■ Excerpt provided ■

☆ ☆ ☆ ☆ ☆ ☆ ☆

I’d arranged to meet Patrick Ellard, a university lecturer who had lived in New Ash Green since he was four years old. He lived in Knight’s Croft, one of the earliest neighbourhoods. Like many postwar developments, houses weren’t built along roadsides, but overlooked pathways instead, so as we drove through I peered out at anything that might provide a useful clue as to our whereabouts. The driver abandoned me as soon as he could, desperate to be out of the village’s odd road system. I stood for a while trying to get my bearings among the quirky houses with their monopitched-roofs and the showily exotic foliage. There wasn’t much for a stranger to work with, and the numbering system, supposedly based on the route taken by a postman, was almost impossible to follow. For some time I walked in what turned out to be entirely the wrong direction. It became clear almost immediately that even to someone who had managed to navigate Park Hill’s streets in the sky, the underpasses of the Elephant and Castle and the baffling Dashes of Harlow, this was a formidable new challenge. I felt that I had entered a highly sophisticated but altogether alien landscape. Narrow paths, overgrown with shrubbery, led me deeper into the neighbourhood. This cluster of beautiful modernist houses hidden in the midst of dense woodland felt more like the setting for a Lars von Trier film than hop-growing country. Eventually I found Patrick’s bungalow, in the corner of a square, where it sat stealthily clad in its black asbestos tiles. Large, glossy-leafed plants led up to the buttercup yellow front door, still proudly displaying its number in Eurostile, a squared-off sixties typeface.
I’d been told that Patrick was the go-to guy if you want to learn about New Ash Green. He’d contributed to a book celebrating the developer, Span, and their mercurial architect, Eric Lyons. I was heartened to see that, although clearly a huge Span nerd and keen to retain as many original features in the bungalow as possible, Patrick’s house wasn’t a museum; it was a home. Duplo and Transformers showed that small children were at work. There were hints of his other obsessions, from the jazz playing in the background to the books on pop culture ranged along the walls. When he professed a fondness for Saint Etienne, I knew Patrick was a true renaissance geek. We sat in his lounge, with its glass wall opening out onto the garden. The Scandinavian obsession with teak was everywhere in evidence: a teak and glass floor-to-ceiling cabinet divided the kitchen and lounge; the floor was teak block; the doors were teak; and there were teak shelves in the kitchen. The ceiling sloped upwards to one end of the room, revealing a large spandrel panel beneath – in teak. A single steel beam crossed the room, solidly holding the light prefabricated frame together. It was a masterclass in lightness, efficient use of materials, and stylish mid-century living.
‘We arrived here in autumn of 1969,’ said Patrick, in his calm, unhurried manner. By ‘here’ he didn’t just mean New Ash Green, he meant Knight’s Croft, the neighbourhood he still lives in – as do his parents and sister.
‘There were maybe about 200 other families here at the time, so not too many. But the first families started to move in in early ’67. So there’d been enough time for a bit of a community to build up. And immediately we felt welcomed. I think it was very much due to what Span had put in place to promote the idea of a close-knit community. I think that was done through the physical embodiment of the village and the design, through to the position of the houses and really making it work on a pedestrian level.’
I chose not to confess quite how lost I’d been earlier.

☆ ☆ ☆ ☆ ☆ ☆ ☆

■ Record extracts ■
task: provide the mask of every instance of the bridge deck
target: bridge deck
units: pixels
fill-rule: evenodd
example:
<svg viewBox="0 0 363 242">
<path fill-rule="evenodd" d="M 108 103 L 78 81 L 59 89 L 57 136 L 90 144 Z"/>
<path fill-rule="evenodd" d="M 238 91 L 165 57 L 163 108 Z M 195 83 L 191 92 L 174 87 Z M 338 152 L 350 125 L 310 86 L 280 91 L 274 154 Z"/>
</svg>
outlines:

☆ ☆ ☆ ☆ ☆ ☆ ☆

■ Jobs ■
**a.** Using the New Ash Green passage, say whether each statement agrees with it, answering yes or no and quoting the words of the passage that decide it: (i) Patrick's family arrived in New Ash Green in autumn 1969; (ii) the front door of Patrick's bungalow is painted red; (iii) Patrick's parents have since left Knight's Croft.
**b.** Pick up the New Ash Green passage after its final sentence and keep writing it in the same first-person voice.
The entries have nothing to do with this.

■ Results for the exercise ■
**a.**
(i) Yes: "‘We arrived here in autumn of 1969,’ said Patrick"
(ii) No: "the buttercup yellow front door"
(iii) No: "the neighbourhood he still lives in – as do his parents and sister."

**b.**
‘The paths were designed to be narrow, so that they would bring you into contact with your neighbours. And the residents’ societies empowered people to have a say in how their communities were run so that brought people together again. Obviously my sister and I were quite young at the time, but it was the social life that was so important. As soon as you moved in people would be knocking on your door saying “how are you?” “where have you come from?”.’
Patrick’s family had arrived from Birmingham, via Staplehurst. His parents were typical of the kind of young professionals that New Ash Green was attracting.
‘He was an interior designer, she was a schoolteacher. They were the archetypal Span residents! People had come to New Ash Green to make it work, to participate in what many were describing at the time as a social experiment. It was fantastic. People were interested in people, and interested in the place as well. People coming here in the late sixties and early seventies brought their culture and interests with them so within months you’d have various societies being formed in people’s houses. It was great, a wonderful place to live.’
Throughout our conversation Patrick was keen to impress how universal that enthusiasm had been back in the day.
‘There was always something happening. Span set up shop in the manor house’ – as had the Harlow development corporation, in Terlings – ‘so the earliest societies like the film society held their shows in the manor house. And they put on parties. Every week there was a party to welcome the new residents. The parties were held in this exquisitely designed show hall, where there were scale models of the neighbourhoods, and scale models of the shopping centre, which wasn’t built yet. Span even paid for a little temporary hut and some goalposts for the football club, and gave a bit of land so they could have their pitch. They were very benevolent.’
After a good nose around his house, and its original features – from the big white porcelain sink in the kitchen to the brushed aluminium door handles, the black ceramic tiles in the bathroom and the yellowing plastic light switches and power sockets – we went for a stroll around the village.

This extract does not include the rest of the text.